How many of the lines below contain the string "stripe"? Case counts. Reply with only the number.

# # # # # # #

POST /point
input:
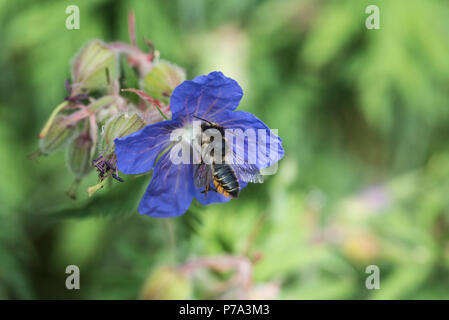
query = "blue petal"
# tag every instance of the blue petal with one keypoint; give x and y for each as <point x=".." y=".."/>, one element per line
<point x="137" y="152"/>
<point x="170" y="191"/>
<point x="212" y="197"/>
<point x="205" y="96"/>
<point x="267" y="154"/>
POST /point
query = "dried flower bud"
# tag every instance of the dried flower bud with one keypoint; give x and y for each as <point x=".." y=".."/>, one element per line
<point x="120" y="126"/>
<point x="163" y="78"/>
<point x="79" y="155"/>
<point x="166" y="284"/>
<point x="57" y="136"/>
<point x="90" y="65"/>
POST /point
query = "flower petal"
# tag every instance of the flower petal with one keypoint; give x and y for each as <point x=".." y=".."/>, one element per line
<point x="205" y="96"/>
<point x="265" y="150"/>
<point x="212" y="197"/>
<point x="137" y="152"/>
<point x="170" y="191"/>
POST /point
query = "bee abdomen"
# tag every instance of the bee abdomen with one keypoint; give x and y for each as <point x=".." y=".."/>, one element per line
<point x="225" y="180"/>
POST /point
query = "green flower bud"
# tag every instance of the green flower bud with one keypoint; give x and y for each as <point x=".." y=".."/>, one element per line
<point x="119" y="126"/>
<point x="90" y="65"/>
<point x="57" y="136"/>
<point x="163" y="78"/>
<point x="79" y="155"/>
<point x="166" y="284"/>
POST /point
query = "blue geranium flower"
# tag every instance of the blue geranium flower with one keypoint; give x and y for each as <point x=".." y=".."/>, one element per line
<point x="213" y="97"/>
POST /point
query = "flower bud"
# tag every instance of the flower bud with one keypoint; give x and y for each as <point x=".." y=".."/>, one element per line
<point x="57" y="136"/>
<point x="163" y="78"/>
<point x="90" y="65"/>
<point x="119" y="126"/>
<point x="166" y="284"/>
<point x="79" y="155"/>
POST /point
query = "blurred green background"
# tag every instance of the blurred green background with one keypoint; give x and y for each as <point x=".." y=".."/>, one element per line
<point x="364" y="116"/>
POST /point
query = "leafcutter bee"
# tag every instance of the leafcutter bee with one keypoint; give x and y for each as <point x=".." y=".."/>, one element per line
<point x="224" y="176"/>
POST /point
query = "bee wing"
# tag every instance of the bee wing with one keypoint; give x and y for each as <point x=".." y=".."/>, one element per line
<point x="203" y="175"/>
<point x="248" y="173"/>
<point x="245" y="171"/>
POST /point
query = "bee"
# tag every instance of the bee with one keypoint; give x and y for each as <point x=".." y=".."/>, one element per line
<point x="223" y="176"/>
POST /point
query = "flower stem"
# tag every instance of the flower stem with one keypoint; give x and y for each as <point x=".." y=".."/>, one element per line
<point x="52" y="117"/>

# # # # # # #

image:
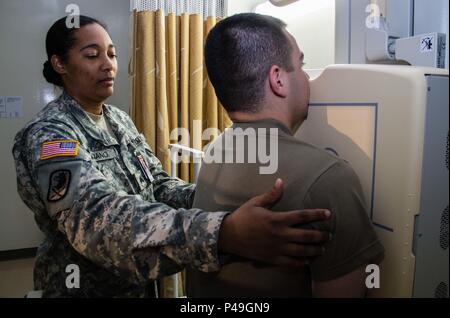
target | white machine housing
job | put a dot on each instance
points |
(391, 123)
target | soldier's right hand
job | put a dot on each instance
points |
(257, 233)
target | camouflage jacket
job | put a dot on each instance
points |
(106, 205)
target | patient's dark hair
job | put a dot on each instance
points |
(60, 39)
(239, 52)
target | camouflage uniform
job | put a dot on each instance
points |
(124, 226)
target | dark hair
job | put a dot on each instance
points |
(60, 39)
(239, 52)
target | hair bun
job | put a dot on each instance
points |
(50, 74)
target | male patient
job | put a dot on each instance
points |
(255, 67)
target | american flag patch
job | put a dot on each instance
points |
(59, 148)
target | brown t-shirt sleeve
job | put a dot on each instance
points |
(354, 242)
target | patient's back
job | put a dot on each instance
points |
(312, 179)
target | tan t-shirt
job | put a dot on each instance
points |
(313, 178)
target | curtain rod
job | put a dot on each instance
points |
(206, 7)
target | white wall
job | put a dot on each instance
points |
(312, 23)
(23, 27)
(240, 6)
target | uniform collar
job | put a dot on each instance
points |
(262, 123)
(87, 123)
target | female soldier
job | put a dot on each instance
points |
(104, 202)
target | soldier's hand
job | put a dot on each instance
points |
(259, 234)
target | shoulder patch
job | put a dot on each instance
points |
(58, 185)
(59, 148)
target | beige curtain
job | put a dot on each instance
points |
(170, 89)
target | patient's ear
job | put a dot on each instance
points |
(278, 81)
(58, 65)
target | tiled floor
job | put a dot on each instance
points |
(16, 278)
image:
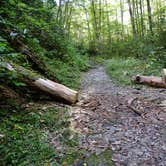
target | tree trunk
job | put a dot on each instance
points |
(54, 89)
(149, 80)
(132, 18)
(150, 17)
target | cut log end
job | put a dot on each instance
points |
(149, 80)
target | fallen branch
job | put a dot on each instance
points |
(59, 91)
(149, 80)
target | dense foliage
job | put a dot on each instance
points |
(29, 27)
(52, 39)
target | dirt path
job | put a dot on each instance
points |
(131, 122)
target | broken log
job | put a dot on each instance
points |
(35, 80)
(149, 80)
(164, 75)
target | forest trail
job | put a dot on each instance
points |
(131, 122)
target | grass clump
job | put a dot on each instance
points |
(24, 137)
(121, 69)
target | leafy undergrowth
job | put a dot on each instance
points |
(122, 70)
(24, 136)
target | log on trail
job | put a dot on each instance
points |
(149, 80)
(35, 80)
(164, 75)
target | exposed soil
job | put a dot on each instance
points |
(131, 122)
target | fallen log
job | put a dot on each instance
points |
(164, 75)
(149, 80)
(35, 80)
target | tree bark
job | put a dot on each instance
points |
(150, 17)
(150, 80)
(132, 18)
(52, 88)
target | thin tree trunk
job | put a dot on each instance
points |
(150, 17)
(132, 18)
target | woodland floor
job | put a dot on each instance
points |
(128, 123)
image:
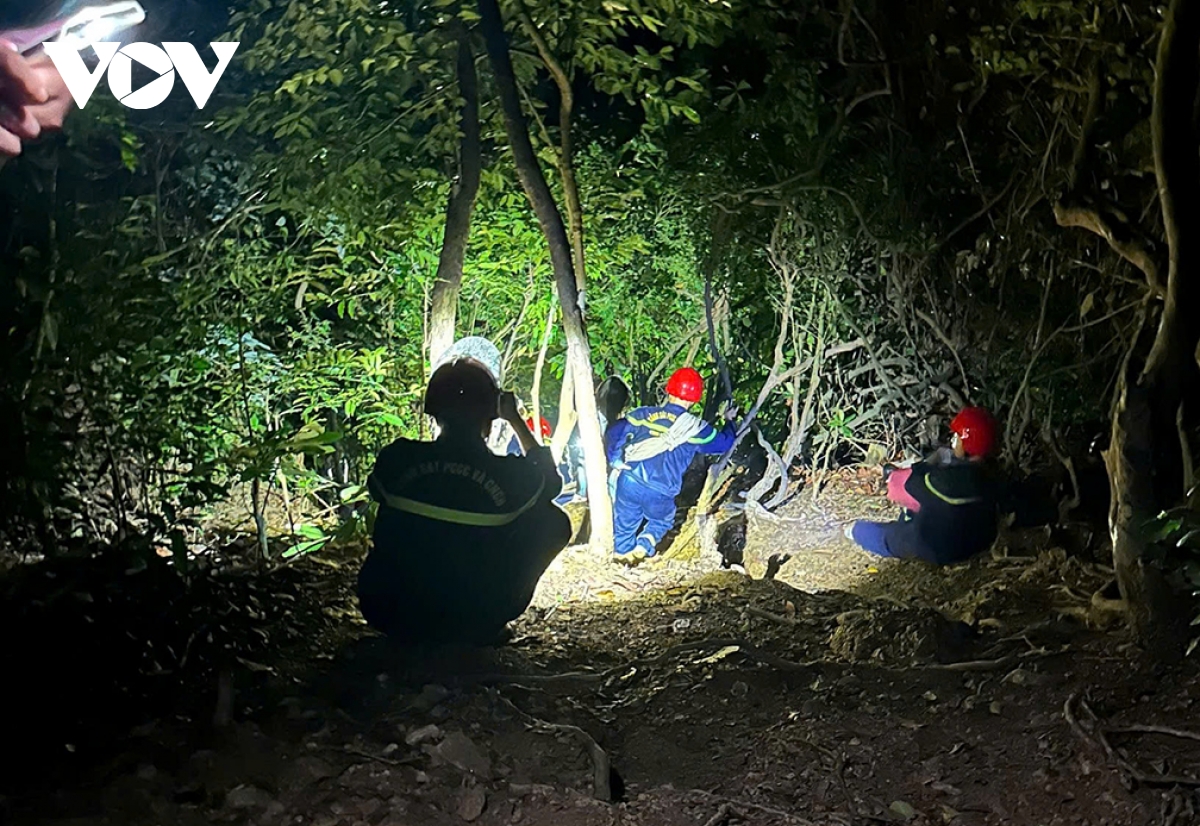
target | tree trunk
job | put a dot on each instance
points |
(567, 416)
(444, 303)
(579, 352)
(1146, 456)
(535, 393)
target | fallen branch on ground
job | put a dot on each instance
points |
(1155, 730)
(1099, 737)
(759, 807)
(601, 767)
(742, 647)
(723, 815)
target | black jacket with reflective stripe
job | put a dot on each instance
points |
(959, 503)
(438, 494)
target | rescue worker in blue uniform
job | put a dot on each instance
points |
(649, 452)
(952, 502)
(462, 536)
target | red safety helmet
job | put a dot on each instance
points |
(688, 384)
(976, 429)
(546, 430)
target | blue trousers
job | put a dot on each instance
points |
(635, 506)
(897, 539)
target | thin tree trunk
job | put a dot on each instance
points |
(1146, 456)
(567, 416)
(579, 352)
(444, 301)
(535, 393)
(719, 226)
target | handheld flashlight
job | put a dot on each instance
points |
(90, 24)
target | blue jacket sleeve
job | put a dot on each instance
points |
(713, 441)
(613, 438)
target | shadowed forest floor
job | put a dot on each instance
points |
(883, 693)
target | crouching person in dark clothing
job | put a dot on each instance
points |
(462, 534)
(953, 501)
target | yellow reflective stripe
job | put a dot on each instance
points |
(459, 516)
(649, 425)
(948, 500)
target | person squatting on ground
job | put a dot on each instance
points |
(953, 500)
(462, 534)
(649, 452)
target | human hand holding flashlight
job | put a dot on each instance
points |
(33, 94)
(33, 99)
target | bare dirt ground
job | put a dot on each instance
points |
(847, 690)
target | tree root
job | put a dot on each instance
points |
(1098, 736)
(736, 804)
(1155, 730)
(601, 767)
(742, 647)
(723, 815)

# # # # # # #

- _Output of the task_:
2